::: Excerpted text :::

Cdk inhibition induces reversal of mitotic exit and cytokinesis (left to right) if proteasome activity is also inhibited.
GORBSKY/MACMILLAN
The destruction of cyclin B at anaphase, and the resulting inactivation of Cdk1, ushers in mitotic exit and cytokinesis. By tinkering with these mitotic regulators, Gorbsky's group reversed mitotic exit in vertebrate cells.
The authors first inhibited proteasome activity to preserve cyclin B at anaphase onset, creating a mitotic stall. They then forced these cells into cytokinesis by inhibiting Cdk1 activity. If they then withdrew the Cdk1 inhibitor, the cells reverted back into mitosis. The cleavage furrow opened, the nuclear envelope dissolved, chromatin recondensed, and the mitotic spindle reformed and recaptured the chromosomes.
Cyclin B is not the whole story, however. “Clearly,” says Gorbsky, “cyclin B is not the only thing, because it's not reversible if we wait too long.” Another Cdk1 inhibitor might come into play later on, as Sic1 does in budding yeast. “Now that we have control of the first arrow of directionality, we can look at what's downstream of that.”

::: Extracted entries :::

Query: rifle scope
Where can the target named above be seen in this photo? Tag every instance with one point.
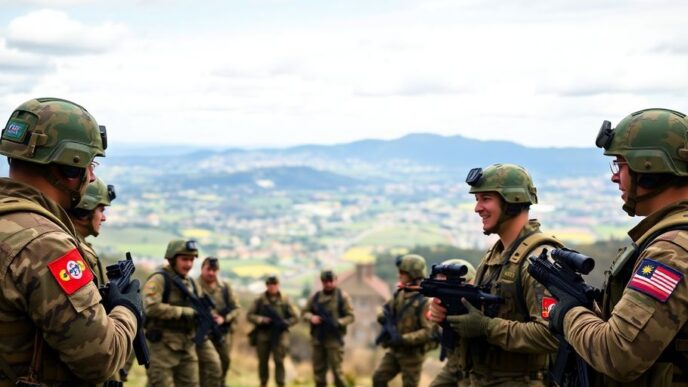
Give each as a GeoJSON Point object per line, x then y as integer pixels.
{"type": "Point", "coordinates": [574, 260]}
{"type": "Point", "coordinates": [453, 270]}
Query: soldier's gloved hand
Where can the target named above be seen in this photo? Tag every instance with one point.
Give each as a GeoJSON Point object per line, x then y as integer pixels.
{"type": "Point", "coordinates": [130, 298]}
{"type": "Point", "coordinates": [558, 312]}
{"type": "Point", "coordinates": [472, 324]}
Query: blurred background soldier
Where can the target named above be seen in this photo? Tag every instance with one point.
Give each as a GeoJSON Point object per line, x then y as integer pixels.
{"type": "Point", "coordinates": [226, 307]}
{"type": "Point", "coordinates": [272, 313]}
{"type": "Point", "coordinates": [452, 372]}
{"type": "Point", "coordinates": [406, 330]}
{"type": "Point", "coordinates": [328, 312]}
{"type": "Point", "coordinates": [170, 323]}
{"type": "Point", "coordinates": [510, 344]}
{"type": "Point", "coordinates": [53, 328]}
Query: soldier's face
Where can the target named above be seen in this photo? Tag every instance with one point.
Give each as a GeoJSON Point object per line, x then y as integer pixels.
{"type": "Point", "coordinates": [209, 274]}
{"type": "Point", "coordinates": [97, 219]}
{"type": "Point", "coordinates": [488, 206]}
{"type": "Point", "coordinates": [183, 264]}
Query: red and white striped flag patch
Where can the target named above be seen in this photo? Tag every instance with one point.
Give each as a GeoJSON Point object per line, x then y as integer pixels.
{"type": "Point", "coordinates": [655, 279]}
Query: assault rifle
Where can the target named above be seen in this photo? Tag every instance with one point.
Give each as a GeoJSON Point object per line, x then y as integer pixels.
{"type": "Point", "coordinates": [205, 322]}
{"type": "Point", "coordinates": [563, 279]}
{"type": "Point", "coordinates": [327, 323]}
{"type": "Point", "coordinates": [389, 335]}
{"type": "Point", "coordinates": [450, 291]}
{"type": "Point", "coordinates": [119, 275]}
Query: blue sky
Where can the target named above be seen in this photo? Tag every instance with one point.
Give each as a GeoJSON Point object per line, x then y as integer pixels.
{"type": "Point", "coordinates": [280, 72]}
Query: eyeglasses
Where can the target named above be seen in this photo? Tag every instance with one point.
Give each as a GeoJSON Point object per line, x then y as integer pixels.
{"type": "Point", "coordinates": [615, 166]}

:::

# Study questions:
1. In the article on reversing mitotic exit, why did the authors inhibit proteasome activity first? Answer in one to three sentences.
2. Translate this sentence from the article on reversing mitotic exit into Spanish: "If they then withdrew the Cdk1 inhibitor, the cells reverted back into mitosis."
3. Write a continuation of the article on reversing mitotic exit, beginning after its final sentence.

# Your written answers:
1. They inhibited proteasome activity to preserve cyclin B at anaphase onset. This created a mitotic stall.

2. Si luego retiraban el inhibidor de Cdk1, las células volvían a entrar en mitosis.

3.
When Tim Hunt first identified cyclin and its periodic destruction, the notion that cells would repeatedly make and destroy a protein to control its activity was rather shocking. But by the late 1980s, when it was shown that nondegradable cyclin prevented mitotic exit, the idea that proteolysis provides directionality in mitosis no longer seemed so far fetched.
“Some people, perhaps rightly so, just accepted the notion that protein degradation makes [mitosis] irreversible,” says Gorbsky. “We just figured out that we could look at that. It could have turned out differently, if we couldn't reverse it.”
Protein degradation uses up a lot of energy, but it is apparently preferable to a cheaper, sloppier mechanism of directionality. “Bad things [such as premature centrosome splitting] can happen during mitosis,” says Gorbsky. “So reversing back into it is really not a good idea,” as even the reversal process itself might be error prone.